## Given text
>>>

It was not so easy, however, to go
North. Governor Alston was unable to
leave the State in the midst of the war
with England. She might have made
the journey alone but for the unfortunate
fact that the Alston coachman was
a notorious drunkard who could not be
trusted away from his master's eye.
Aaron Burr's Long Vigil.
The only alternative, therefore, was
to go by sea, and on December 30,
1812, Mrs. Alston went on board the
schooner Patriot, which was expected to
make the run from Charleston to New
York in five or six days.
Though formerly a privateer, on this
cruise the Patriot carried her guns below
as a peaceful trading-vessel should.
Theodosia was accompanied by her maid
and the physician whom her father's
forethought had sent from New York to
care for her on the voyage.
On the sea-wall of Battery Park Burr
waited long for the Patriot. To the end
of his life the gray-haired man, shunned
and execrated by his former friends,
walked every day to the Battery, looking
out to the Narrows for the sail that
never came. Too much of a stoic to
show his grief to the world, Burr was
heard to say that now he felt "severed
from the human race."
Some time after it was evident that
the Patriot was lost, the rumor spread
that she had been captured by pirates,
not sunk, and that Mrs. Alston was held
as a slave.
"No, no," cried Burr when he heard
the story, "my daughter is dead. No
prison on earth could keep Theodosia
from me if she were alive."
Until very recently there was nothing
but the vague rumor to indicate that he
was wrong. A few months ago, however,
in a hut on the North Carolina
coast, some pictures and other articles
known to have been the property of
Theodosia were unearthed. This hut, a
tradition among the fishermen of the
vicinity, assigns to the leader of one of
the pirate crews which still infested the
coast in the early years of the nineteenth
century. What actually did happen on
that voyage will never be known, for
no member of the ill-fated Patriot's
crew was ever heard of after the ship
left Charleston.
The Lost Dauphin.
But the most famous case of all is
that of the "Lost Dauphin," Louis
XVII of France. Books and articles innumerable
have been written to prove
that this unfortunate child of the Bourbons
died in the prison of the Temple,
in Paris, on June 8, 1795, or to prove
that he did not die there at all. For
the last hundred years "False Dauphins" have from time to time put forth
their claims to be considered the rightful
king of France, and though the controversy
has long ceased to be of practical
importance the old discussion is
occasionally renewed.
The orthodox belief is that after the
death of his mother, Marie Antoinette,
on the guillotine, in the "Reign of
Terror," Louis, then a feeble child of
ten, was brutally abused and neglected
by his jailer, and that, gradually succumbing
to the effects of ill-treatment, he
died on June 8, 1795, and was hastily
buried in some obscure grave. On the
other hand, it is asserted that another
child was substituted for the Dauphin,
that sixty thousand dollars was given to
the jailer, and that Louis was carried
down the Seine in a boat. In their
accounts of what happened to him then
the various pretenders all differ.

<<<

## Source material
>>>

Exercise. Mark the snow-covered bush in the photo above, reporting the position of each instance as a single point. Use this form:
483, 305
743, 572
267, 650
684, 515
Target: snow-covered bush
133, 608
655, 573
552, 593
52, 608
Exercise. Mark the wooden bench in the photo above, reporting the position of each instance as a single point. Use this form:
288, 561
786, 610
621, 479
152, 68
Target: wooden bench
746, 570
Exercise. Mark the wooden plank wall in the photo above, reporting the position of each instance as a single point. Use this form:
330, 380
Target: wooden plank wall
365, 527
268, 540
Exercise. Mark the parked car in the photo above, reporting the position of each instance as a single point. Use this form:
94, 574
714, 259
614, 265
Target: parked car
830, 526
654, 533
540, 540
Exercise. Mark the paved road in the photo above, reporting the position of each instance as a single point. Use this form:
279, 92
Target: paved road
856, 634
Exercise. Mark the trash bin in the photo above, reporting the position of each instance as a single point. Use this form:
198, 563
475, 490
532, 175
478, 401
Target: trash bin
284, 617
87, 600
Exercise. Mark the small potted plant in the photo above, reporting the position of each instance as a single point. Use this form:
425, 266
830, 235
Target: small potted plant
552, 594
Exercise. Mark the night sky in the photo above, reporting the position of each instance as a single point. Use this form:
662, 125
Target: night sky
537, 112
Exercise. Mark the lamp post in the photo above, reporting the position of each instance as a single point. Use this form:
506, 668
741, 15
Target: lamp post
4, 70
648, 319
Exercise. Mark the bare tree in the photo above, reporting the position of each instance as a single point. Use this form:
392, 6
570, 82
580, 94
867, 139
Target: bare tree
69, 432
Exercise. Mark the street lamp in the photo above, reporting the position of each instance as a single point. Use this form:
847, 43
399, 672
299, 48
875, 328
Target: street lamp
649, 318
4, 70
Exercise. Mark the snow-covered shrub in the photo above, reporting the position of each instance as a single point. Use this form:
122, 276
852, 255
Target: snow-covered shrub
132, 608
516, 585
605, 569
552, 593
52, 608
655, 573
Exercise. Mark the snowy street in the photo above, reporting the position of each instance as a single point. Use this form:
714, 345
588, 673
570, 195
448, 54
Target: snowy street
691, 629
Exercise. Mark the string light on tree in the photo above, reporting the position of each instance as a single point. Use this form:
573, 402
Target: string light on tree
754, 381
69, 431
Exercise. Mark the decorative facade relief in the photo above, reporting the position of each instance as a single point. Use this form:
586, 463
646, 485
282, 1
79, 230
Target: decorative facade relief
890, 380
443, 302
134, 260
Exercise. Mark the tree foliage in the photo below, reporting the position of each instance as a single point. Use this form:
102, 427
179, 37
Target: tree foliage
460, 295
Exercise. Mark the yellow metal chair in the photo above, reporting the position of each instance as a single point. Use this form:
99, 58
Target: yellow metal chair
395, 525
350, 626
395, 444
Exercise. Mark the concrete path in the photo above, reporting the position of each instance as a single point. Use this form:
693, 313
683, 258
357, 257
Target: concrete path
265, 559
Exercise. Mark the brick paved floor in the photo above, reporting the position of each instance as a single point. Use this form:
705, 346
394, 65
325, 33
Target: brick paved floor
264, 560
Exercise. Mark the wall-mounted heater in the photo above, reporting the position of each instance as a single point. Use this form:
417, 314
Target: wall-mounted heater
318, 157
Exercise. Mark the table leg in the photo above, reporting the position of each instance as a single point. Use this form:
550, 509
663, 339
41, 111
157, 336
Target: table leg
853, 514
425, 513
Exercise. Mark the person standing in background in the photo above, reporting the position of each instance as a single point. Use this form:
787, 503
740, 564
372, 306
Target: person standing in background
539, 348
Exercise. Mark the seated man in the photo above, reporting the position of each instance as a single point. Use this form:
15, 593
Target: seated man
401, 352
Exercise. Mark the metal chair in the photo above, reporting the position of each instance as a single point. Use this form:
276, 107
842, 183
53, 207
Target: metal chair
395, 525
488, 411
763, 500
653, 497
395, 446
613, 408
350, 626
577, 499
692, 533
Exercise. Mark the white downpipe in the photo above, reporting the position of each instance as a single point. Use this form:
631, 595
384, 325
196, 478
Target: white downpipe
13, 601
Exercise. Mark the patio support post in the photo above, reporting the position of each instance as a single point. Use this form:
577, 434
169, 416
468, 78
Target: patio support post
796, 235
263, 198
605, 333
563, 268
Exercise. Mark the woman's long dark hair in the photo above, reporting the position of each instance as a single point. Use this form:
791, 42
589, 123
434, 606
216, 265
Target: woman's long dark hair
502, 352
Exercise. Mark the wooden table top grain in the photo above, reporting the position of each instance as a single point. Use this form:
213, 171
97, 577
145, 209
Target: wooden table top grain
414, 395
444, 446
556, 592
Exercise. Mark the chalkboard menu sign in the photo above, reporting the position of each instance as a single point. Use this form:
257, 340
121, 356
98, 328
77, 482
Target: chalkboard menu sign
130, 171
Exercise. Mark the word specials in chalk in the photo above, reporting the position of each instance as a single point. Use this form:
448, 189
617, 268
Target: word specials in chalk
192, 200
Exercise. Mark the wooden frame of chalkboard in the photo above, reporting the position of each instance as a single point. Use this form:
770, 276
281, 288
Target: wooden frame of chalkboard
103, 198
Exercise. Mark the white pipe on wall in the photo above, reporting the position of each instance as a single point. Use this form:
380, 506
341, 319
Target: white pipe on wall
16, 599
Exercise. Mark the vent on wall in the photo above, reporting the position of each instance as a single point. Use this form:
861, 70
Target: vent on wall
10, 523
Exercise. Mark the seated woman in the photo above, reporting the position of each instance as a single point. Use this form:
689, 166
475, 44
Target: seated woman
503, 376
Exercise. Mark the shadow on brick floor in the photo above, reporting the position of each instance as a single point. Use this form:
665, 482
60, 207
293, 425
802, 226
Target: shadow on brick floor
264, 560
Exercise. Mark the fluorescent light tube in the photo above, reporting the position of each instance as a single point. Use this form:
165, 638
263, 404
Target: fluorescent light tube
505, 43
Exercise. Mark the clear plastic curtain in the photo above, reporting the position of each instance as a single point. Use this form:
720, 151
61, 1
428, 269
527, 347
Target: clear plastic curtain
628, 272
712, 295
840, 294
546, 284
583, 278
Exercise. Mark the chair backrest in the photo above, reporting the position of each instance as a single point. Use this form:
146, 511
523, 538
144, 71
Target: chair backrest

<<<

## Work task 1
Answer these questions using the passage on Theodosia Alston and the Lost Dauphin:
(a) On what date did Mrs. Alston go on board the schooner Patriot?
(b) Where were pictures and other articles belonging to Theodosia unearthed?
(c) According to the orthodox belief, on what date did Louis XVII die?
## Work task 2
Reproduce the passage on Theodosia Alston and the Lost Dauphin word for word, from "But the most" to "occasionally renewed.".
The records were taken from a different source than the text.

## Output 1
(a) December 30, 1812
(b) In a hut on the North Carolina coast
(c) June 8, 1795

## Output 2
But the most famous case of all is
that of the "Lost Dauphin," Louis
XVII of France. Books and articles innumerable
have been written to prove
that this unfortunate child of the Bourbons
died in the prison of the Temple,
in Paris, on June 8, 1795, or to prove
that he did not die there at all. For
the last hundred years "False Dauphins" have from time to time put forth
their claims to be considered the rightful
king of France, and though the controversy
has long ceased to be of practical
importance the old discussion is
occasionally renewed.